● **To do**
Write out every record in full, exactly as written, please.

● **Named object pointing entries**
----
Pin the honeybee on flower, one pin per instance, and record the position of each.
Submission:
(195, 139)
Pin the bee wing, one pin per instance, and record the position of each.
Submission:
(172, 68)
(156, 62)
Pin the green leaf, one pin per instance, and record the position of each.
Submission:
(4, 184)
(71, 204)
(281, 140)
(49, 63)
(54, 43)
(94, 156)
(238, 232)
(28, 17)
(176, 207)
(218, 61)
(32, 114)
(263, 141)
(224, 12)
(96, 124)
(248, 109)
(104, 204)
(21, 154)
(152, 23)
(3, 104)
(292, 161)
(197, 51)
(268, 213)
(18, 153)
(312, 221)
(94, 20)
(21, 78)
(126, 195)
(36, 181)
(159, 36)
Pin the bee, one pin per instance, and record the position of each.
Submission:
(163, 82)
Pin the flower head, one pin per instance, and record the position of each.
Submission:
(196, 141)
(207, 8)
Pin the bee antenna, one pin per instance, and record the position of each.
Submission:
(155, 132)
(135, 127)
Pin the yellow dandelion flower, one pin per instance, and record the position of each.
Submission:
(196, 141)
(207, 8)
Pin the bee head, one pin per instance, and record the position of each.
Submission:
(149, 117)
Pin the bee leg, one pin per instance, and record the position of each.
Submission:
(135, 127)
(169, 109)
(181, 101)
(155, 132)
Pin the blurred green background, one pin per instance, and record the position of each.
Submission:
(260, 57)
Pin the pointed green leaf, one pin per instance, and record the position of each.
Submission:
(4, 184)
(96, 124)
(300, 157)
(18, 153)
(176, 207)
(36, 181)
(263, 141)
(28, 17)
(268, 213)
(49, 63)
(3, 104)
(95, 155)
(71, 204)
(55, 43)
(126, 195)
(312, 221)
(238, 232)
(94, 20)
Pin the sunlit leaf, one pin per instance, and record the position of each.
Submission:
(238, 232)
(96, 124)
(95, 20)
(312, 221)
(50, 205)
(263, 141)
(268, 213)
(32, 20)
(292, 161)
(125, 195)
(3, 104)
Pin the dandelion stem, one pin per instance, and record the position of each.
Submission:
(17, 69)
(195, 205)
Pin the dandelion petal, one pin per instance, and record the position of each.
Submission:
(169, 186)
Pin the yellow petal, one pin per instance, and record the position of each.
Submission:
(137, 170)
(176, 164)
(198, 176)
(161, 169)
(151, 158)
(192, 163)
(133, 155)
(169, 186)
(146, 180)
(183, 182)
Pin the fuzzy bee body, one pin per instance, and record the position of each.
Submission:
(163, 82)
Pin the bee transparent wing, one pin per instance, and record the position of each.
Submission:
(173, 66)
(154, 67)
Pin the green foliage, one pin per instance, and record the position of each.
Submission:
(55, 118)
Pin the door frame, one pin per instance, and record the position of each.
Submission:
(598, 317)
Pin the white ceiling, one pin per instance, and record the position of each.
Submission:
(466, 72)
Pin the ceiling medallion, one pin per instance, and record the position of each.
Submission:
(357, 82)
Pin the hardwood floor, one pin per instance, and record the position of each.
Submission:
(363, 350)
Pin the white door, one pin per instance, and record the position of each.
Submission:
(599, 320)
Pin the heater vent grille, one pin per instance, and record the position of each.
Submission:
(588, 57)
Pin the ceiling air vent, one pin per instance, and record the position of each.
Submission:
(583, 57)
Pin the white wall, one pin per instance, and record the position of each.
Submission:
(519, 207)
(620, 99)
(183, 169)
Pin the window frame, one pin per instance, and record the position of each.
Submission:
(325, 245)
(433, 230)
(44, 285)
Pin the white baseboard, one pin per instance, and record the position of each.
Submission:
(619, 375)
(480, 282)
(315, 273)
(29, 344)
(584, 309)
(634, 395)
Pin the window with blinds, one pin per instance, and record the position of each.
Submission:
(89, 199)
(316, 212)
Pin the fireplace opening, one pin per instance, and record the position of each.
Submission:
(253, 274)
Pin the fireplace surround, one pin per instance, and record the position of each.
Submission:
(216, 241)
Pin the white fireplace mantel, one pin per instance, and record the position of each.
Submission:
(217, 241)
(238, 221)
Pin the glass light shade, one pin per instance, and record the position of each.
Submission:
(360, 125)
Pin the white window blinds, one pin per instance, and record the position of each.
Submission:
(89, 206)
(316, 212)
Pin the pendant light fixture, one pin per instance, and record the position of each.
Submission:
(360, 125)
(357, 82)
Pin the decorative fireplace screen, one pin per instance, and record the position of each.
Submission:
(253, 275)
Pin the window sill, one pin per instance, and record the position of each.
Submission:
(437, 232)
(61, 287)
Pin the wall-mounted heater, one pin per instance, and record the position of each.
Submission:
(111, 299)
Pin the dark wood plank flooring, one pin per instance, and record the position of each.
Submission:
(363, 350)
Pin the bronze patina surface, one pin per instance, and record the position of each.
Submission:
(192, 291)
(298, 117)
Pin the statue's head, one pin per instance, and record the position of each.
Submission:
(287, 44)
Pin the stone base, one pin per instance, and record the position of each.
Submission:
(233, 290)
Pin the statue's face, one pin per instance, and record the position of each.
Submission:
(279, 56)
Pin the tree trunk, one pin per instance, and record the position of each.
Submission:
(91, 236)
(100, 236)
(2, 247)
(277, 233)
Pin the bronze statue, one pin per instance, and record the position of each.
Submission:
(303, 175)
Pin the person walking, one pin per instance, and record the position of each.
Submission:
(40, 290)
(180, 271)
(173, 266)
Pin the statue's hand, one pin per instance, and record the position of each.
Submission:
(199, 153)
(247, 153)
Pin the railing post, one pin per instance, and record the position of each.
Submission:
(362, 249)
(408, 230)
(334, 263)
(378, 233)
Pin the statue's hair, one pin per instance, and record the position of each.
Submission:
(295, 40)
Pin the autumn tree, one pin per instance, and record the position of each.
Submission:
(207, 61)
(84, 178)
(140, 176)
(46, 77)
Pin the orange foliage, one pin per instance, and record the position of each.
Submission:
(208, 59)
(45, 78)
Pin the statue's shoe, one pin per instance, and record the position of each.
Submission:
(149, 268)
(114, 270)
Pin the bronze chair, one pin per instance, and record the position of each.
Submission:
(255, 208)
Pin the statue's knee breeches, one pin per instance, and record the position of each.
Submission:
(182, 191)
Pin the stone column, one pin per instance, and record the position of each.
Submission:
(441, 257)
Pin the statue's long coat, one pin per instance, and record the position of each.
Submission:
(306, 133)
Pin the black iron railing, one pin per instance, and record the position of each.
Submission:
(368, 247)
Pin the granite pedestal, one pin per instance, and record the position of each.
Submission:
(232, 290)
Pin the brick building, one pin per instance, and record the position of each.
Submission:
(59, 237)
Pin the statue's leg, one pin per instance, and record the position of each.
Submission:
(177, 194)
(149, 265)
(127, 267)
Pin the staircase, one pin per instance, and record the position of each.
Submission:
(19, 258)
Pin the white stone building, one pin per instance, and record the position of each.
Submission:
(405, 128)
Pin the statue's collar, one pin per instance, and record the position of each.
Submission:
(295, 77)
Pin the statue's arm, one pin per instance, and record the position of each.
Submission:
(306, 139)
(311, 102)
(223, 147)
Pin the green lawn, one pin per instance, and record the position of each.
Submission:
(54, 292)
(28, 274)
----
● **Response to the task**
Pin the honeybee on flower, one pin per instance, and record the position of each.
Submission:
(195, 139)
Pin the bee wing, one pin per instance, and record the position of each.
Submission:
(172, 68)
(156, 62)
Pin the green leaf, one pin per instance, and record the position of each.
Submission:
(4, 184)
(71, 204)
(281, 140)
(49, 63)
(54, 43)
(94, 156)
(238, 232)
(28, 17)
(176, 207)
(218, 61)
(32, 114)
(263, 141)
(224, 12)
(96, 124)
(248, 109)
(104, 204)
(21, 154)
(152, 23)
(3, 104)
(292, 161)
(197, 51)
(268, 213)
(18, 153)
(312, 221)
(94, 20)
(21, 78)
(126, 195)
(36, 181)
(159, 36)
Pin the bee, one pin per instance, and record the position of each.
Submission:
(163, 82)
Pin the flower head, one pin per instance, and record the position of each.
Submission:
(196, 141)
(207, 8)
Pin the bee antenna, one pin per instance, and record the position of each.
Submission:
(155, 132)
(135, 127)
Pin the yellow dandelion flower, one pin per instance, and record the position of each.
Submission:
(196, 141)
(207, 8)
Pin the bee head, one pin per instance, and record the position of each.
Submission:
(149, 117)
Pin the bee leg, one pin per instance, and record the position of each.
Submission:
(135, 127)
(169, 109)
(181, 101)
(155, 132)
Pin the blurred green background, one pin per instance, and record the position of each.
Submission:
(260, 57)
Pin the pointed green leaf, one pin per instance, and record the position of each.
Submission:
(4, 184)
(96, 124)
(300, 157)
(18, 153)
(176, 207)
(36, 181)
(263, 141)
(28, 17)
(268, 213)
(49, 63)
(3, 104)
(95, 155)
(71, 204)
(55, 43)
(126, 195)
(312, 221)
(238, 232)
(94, 20)
Pin the sunlit leaf, one pin per instance, and record the position of each.
Submission:
(238, 232)
(96, 124)
(95, 20)
(312, 221)
(50, 205)
(263, 141)
(268, 213)
(32, 20)
(292, 161)
(125, 195)
(3, 104)
Pin the dandelion stem, one pin per instance, and record the position of each.
Submission:
(17, 69)
(195, 205)
Pin the dandelion petal, one pin per instance, and record the position of each.
Submission:
(169, 186)
Pin the yellow petal, one pin per instance, and record the position of each.
Submission:
(137, 170)
(176, 164)
(198, 176)
(161, 169)
(151, 158)
(192, 163)
(133, 155)
(169, 186)
(146, 180)
(183, 182)
Pin the fuzzy bee body, one pin per instance, and record the position of each.
Submission:
(163, 82)
Pin the bee transparent wing, one pin per instance, and record the position of each.
Submission:
(173, 66)
(154, 67)
Pin the green foliage, one pin per instance, and record the position of each.
Submission:
(55, 118)
Pin the door frame, one pin per instance, and record the position of each.
Submission:
(598, 317)
Pin the white ceiling, one pin per instance, and record the position of each.
Submission:
(466, 72)
Pin the ceiling medallion, one pin per instance, and record the position of each.
Submission:
(357, 82)
Pin the hardwood floor, one pin per instance, and record the position of each.
Submission:
(363, 350)
Pin the white door, one pin per instance, and record the position of each.
Submission:
(599, 320)
Pin the heater vent grille, one pin per instance, and record the position of each.
Submission:
(588, 57)
Pin the ceiling air vent, one pin per instance, and record the position of each.
Submission:
(583, 57)
Pin the white wall, one pin per instance, and record the position of each.
Submission:
(519, 207)
(620, 99)
(183, 169)
Pin the window frame, one pin per instance, and record the position of each.
Submission:
(325, 245)
(433, 230)
(44, 285)
Pin the white baseboard, one pin per instance, and record the position of each.
Submission:
(619, 375)
(480, 282)
(315, 273)
(29, 344)
(584, 309)
(634, 395)
Pin the window with blinds, one pin per instance, and record the position of each.
Submission:
(89, 199)
(316, 212)
Pin the fireplace opening, one pin per instance, and record the position of each.
Submission:
(253, 274)
Pin the fireplace surround, one pin per instance, and record the position of each.
Submission:
(216, 241)
Pin the white fireplace mantel, one pin per instance, and record the position of each.
Submission:
(217, 241)
(238, 221)
Pin the glass light shade, one pin per instance, and record the position of each.
Submission:
(360, 125)
Pin the white window blinds, one pin per instance, and record the position of each.
Submission:
(89, 206)
(316, 212)
Pin the pendant light fixture, one pin per instance, and record the position of each.
Submission:
(360, 125)
(357, 82)
Pin the decorative fireplace screen, one pin per instance, and record the position of each.
Submission:
(253, 275)
Pin the window sill, one pin per instance, and record the position of each.
Submission:
(437, 232)
(61, 287)
Pin the wall-mounted heater, one pin per instance, and record the position of each.
Submission:
(111, 299)
Pin the dark wood plank flooring, one pin per instance, and record the position of each.
Submission:
(363, 350)
Pin the bronze patina surface, one pin per instance, and record the position of each.
Submission:
(192, 291)
(298, 117)
Pin the statue's head, one pin per instance, and record the position of each.
Submission:
(287, 44)
Pin the stone base, one pin per instance, and record the position of each.
Submission:
(233, 290)
Pin the statue's face, one pin per instance, and record the position of each.
Submission:
(279, 56)
Pin the tree trunk, one pin per instance, and record the position of each.
Submission:
(91, 236)
(100, 236)
(2, 247)
(277, 233)
Pin the bronze statue, one pin per instance, and record the position of each.
Submission:
(303, 175)
Pin the person walking, one pin per instance, and record the position of each.
Submission:
(40, 290)
(180, 271)
(173, 266)
Pin the statue's hand, one pin per instance, and record the position of each.
Submission:
(199, 153)
(247, 153)
Pin the railing post, one pin per instance, and record the position of each.
Submission:
(362, 249)
(408, 230)
(334, 263)
(378, 233)
Pin the statue's hair, one pin per instance, and record the position of each.
Submission:
(295, 40)
Pin the autumn tree, one pin per instance, and record the position of each.
Submission:
(207, 61)
(84, 178)
(140, 176)
(46, 77)
Pin the orange foliage, one pin per instance, and record the position of each.
Submission:
(208, 59)
(45, 78)
Pin the statue's shoe, one pin per instance, and record the position of each.
Submission:
(149, 268)
(114, 270)
Pin the bronze chair, one pin per instance, and record the position of each.
Submission:
(255, 208)
Pin the statue's knee breeches, one pin per instance, and record the position of each.
Submission:
(182, 191)
Pin the stone column, one pin per instance, and record the position of each.
Submission:
(441, 257)
Pin the statue's long coat, one pin per instance, and record the position of each.
Submission:
(306, 133)
Pin the black iron railing, one pin per instance, and record the position of each.
Submission:
(368, 247)
Pin the granite pedestal, one pin per instance, and record the position of each.
Submission:
(232, 290)
Pin the brick building, one pin per instance, and record the position of each.
Submission:
(59, 237)
Pin the statue's leg, one pin per instance, and record the position of each.
Submission:
(177, 194)
(149, 265)
(127, 267)
Pin the staircase, one pin per instance, and record the position of each.
Submission:
(19, 258)
Pin the white stone building, one pin per instance, and record the position of each.
Submission:
(405, 128)
Pin the statue's collar, one pin per instance, and record the position of each.
Submission:
(295, 77)
Pin the statue's arm, one pin per instance, and record the position of each.
Submission:
(306, 139)
(311, 102)
(223, 147)
Pin the green lawn, one pin per instance, and record the position of each.
Submission:
(54, 292)
(28, 274)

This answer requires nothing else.